**Required work:**
Lines from the one containing "The resolver MUST return, for each instance of the tall cypress" through the last line of the data are to be repeated word for word, both ends included.

**Point annotation dataset records:**
- - -
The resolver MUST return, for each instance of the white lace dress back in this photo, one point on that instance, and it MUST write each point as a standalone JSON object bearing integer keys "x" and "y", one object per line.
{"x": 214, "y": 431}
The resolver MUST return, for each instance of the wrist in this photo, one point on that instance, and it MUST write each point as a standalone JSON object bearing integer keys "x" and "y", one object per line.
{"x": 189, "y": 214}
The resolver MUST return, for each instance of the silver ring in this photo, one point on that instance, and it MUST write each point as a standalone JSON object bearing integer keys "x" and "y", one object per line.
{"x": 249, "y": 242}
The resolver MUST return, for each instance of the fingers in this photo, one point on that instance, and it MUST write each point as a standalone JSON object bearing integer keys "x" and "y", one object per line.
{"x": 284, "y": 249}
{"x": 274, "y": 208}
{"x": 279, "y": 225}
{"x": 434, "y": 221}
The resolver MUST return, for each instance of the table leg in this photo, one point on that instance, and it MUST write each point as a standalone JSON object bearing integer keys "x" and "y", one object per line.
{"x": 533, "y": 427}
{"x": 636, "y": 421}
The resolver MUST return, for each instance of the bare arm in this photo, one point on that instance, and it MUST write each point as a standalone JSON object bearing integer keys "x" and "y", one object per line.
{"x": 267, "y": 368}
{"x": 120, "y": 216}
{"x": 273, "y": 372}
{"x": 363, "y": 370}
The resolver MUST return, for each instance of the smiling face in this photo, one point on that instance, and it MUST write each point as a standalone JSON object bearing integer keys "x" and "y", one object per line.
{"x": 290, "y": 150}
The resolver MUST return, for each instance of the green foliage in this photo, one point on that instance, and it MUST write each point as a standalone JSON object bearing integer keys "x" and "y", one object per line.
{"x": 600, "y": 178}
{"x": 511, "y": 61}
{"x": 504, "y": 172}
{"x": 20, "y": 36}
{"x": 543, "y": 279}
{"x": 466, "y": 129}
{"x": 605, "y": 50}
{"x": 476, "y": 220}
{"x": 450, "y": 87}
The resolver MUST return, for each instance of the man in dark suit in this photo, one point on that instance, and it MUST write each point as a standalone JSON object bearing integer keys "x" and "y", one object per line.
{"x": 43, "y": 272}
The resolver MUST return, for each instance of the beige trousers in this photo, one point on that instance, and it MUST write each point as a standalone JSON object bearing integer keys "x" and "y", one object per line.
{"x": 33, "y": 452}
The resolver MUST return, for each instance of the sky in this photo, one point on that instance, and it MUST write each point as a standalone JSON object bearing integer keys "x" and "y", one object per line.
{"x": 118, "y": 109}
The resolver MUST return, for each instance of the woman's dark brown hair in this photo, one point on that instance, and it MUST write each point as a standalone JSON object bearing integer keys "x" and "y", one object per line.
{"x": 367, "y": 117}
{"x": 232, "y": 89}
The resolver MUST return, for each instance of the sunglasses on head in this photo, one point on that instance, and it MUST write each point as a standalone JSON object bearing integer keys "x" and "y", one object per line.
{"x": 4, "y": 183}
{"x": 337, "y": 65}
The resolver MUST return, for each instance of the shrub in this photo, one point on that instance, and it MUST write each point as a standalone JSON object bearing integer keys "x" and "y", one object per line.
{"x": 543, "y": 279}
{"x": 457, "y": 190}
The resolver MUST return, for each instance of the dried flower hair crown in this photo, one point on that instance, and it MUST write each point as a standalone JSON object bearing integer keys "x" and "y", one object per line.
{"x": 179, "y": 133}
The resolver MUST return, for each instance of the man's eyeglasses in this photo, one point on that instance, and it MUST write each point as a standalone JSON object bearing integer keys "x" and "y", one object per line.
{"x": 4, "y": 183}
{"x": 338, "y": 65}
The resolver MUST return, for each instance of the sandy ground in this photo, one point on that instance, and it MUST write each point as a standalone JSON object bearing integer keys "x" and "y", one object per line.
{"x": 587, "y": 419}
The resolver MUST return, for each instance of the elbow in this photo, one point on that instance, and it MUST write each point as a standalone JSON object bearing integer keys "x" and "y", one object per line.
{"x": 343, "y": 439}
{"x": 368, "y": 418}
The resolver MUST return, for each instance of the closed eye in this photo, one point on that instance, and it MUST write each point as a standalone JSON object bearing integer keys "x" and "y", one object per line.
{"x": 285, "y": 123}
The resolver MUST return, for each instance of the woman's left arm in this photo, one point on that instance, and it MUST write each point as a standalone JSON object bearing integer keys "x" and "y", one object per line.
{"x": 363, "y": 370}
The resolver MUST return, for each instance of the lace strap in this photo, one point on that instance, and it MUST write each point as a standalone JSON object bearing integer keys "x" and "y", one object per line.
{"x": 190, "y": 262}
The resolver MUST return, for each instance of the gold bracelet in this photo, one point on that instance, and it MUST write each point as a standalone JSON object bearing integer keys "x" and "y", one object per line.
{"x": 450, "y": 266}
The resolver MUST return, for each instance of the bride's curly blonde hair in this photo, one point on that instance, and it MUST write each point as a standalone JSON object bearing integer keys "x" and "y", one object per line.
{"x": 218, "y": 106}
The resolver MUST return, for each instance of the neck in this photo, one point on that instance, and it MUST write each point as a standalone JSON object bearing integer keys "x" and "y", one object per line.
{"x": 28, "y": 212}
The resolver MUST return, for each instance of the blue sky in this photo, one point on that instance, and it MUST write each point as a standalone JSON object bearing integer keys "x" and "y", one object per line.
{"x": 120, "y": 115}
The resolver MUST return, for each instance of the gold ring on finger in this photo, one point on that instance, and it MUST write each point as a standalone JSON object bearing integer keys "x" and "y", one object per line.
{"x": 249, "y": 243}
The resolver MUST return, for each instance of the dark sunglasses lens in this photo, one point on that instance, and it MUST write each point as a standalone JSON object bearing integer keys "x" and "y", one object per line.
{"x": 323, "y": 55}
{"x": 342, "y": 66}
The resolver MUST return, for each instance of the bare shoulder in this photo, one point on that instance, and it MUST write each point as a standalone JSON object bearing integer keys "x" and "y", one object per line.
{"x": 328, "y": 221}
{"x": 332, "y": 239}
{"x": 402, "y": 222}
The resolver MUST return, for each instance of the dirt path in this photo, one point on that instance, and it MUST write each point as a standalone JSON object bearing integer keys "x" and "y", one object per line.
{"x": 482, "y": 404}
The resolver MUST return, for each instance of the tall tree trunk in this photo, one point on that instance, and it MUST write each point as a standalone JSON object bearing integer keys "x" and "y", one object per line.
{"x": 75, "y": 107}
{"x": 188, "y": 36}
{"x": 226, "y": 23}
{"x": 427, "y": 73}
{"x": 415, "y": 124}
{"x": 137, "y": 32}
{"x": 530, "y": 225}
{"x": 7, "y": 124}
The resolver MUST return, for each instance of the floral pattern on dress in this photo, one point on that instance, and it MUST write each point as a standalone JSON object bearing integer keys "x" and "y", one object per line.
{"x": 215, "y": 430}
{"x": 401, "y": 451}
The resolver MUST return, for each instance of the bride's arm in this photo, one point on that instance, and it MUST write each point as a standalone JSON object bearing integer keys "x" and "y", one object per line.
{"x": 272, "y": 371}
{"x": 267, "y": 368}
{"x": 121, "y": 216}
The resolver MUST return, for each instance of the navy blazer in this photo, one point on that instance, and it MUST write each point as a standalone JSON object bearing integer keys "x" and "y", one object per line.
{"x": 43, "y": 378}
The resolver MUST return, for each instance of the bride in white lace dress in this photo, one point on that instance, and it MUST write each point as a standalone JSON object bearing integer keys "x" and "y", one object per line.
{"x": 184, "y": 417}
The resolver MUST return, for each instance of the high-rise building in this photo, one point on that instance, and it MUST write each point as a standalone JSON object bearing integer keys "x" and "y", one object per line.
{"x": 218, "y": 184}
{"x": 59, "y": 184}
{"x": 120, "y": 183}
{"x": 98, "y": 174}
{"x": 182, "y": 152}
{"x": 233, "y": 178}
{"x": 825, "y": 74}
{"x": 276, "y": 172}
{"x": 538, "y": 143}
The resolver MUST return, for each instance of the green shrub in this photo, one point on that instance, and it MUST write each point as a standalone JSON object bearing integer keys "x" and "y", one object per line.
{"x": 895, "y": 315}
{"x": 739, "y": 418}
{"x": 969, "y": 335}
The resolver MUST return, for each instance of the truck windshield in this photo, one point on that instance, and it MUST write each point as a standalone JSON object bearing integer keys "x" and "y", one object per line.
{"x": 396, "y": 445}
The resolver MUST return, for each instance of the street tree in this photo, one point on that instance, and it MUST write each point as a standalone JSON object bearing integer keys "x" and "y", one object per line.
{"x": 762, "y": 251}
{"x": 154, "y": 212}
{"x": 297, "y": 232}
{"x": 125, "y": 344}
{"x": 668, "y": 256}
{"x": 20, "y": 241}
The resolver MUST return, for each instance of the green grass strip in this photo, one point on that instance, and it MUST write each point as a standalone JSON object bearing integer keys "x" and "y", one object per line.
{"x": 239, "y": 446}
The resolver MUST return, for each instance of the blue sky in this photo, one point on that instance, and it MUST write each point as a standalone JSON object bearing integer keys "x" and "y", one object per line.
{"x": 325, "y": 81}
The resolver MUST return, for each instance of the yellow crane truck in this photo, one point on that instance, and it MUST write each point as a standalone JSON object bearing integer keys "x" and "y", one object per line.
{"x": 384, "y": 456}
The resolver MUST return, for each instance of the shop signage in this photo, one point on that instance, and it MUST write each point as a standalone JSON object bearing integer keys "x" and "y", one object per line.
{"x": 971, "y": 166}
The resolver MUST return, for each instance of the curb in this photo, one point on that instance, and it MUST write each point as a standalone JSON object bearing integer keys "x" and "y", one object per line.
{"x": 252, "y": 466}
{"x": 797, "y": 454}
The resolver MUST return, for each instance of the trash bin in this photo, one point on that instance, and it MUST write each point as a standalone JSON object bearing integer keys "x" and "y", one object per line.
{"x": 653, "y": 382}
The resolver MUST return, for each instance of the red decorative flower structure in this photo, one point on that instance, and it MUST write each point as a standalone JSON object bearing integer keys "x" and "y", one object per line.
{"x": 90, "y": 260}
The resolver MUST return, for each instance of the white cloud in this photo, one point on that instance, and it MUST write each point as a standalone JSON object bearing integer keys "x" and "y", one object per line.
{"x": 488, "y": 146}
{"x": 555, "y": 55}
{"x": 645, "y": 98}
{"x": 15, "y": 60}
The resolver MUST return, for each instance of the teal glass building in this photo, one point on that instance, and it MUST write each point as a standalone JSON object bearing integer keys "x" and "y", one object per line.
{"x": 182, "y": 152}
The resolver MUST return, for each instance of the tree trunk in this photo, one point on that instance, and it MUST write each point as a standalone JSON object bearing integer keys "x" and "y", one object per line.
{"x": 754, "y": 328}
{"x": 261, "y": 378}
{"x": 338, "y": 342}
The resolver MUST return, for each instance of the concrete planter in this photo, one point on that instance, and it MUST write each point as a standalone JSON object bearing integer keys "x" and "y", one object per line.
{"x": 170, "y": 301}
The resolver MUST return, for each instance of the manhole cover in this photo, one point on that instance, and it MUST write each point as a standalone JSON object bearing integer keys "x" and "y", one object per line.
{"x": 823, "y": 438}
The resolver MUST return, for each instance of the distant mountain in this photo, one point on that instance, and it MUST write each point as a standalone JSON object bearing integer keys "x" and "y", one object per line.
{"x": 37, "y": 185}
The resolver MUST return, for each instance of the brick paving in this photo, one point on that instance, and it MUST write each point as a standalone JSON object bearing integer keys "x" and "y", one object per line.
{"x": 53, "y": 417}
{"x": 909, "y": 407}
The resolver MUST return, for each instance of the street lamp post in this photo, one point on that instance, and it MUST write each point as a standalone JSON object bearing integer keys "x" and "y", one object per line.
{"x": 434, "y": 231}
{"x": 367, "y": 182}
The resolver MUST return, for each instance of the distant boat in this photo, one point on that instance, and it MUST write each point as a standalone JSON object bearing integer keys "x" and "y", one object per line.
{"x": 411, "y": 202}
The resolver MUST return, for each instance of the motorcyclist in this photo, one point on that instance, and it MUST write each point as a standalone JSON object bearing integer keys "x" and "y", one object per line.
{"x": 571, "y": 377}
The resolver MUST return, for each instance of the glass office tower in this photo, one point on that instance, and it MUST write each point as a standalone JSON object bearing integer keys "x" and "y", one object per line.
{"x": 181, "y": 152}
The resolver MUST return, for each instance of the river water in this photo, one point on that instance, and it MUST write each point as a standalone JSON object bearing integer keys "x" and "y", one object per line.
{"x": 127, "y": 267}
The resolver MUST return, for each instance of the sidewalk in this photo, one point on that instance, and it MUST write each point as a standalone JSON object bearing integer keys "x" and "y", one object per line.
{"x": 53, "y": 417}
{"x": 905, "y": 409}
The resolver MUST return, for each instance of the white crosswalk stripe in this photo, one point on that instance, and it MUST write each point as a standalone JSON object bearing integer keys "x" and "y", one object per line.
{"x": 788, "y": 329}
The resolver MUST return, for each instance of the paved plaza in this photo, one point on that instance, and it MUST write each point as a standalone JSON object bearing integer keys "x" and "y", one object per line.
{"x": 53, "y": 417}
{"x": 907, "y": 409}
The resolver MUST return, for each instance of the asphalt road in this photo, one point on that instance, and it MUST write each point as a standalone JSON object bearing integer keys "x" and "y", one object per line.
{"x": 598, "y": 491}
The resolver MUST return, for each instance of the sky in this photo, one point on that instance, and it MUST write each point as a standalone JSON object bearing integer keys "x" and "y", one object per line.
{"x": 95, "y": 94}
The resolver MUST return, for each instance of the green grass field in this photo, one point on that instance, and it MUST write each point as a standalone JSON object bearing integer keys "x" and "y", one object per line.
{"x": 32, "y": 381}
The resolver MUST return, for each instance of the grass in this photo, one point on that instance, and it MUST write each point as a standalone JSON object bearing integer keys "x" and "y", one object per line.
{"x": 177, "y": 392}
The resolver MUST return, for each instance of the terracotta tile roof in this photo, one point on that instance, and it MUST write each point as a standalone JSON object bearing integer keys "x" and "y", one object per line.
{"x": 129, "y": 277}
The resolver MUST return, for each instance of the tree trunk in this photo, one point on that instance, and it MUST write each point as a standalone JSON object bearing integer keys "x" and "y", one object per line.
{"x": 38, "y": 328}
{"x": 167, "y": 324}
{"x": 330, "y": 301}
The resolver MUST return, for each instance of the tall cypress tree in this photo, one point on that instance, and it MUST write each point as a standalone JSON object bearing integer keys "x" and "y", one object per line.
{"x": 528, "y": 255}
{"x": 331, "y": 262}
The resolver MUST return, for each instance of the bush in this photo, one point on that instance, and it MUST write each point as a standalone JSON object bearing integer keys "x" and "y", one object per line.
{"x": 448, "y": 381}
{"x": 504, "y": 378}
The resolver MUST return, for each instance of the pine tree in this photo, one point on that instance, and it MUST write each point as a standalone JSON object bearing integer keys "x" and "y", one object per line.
- - -
**Solution to the problem:**
The resolver MUST return, for each instance of the tall cypress tree in this photo, one point on that instance, and it MUST write each point as a standalone JSON object bearing integer keys "x" and "y", one object per line.
{"x": 528, "y": 255}
{"x": 331, "y": 262}
The resolver MUST return, for each instance of the bush in this photo, one point on that instance, and it MUST write each point as a standalone JSON object bearing integer keys "x" and "y", one object per line.
{"x": 448, "y": 381}
{"x": 504, "y": 378}
The resolver MUST return, for each instance of the pine tree in this photo, one point on that instance, and it MUST write each point as a standalone JSON object bearing integer keys "x" and "y", one object per line.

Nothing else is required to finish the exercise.